- Text segment -
# T5 HO bulb longevity



## Marauder (Apr 17, 2006)

Thread title pretty much sums it up. 

What can expect for bulb life in T5 HO bulbs when compared to standard CF's? In the past I have run my 55 watt CF bulbs until they died. My plants didn't seem to care how old my CF's were.

Thanks!


----------



## Yoshi (Apr 7, 2007)

I don't know if this helps, but on my reef tank I use a TEK 6x39w T5-HO fixture. From what I've gathered from reading online, I change out my bulbs approximately every 12 months. They should be good from anywhere between 10mo. to as long as 14-16mo. before color spectrum starts to shift slightly. I honestly don't know if the shift affects the plants as much as they do corals, so this may just be useless information. Maybe someone else can shed some additional info on this


----------



## AaronT (Apr 26, 2004)

Everything I've read says 2 years for replacement. I've only had mine for 6 months so I couldn't say for sure, but so far they're still going strong.


----------



## Yoshi (Apr 7, 2007)

- Information supplied -
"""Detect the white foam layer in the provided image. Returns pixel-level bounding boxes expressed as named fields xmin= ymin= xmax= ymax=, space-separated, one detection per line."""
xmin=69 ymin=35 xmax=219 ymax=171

- Exercise goal -
Extend the forum thread on T5 HO bulb life, beginning right after its final line.

- Result for this exercise -
^^^ Well there ya go. I figured planted aquaria wasn't as picky as reef aquaria in regards to lighting. With that said, I bet you'll be fine running your bulbs for 1-2 years before replacing them.


----------



## ruki (Jul 4, 2006)

I've read that the T5 HO bulbs were designed to run warm, so these hold up better than most other bulbs in an aquarium canopy. Two years was what I read, but some bulbs ended up being defective, so they didn't last as long.


----------



## Marauder (Apr 17, 2006)

Thanks for the replies! 

I'll be getting my new 4x54 T5 HO Tek light this week. I plan on running the bulbs 'til they die. I'll be sure to keep everyone up to date with my results.

Maybe in two years someone will have 9325k bulbs for them. Until then I'll be using the 6500k's.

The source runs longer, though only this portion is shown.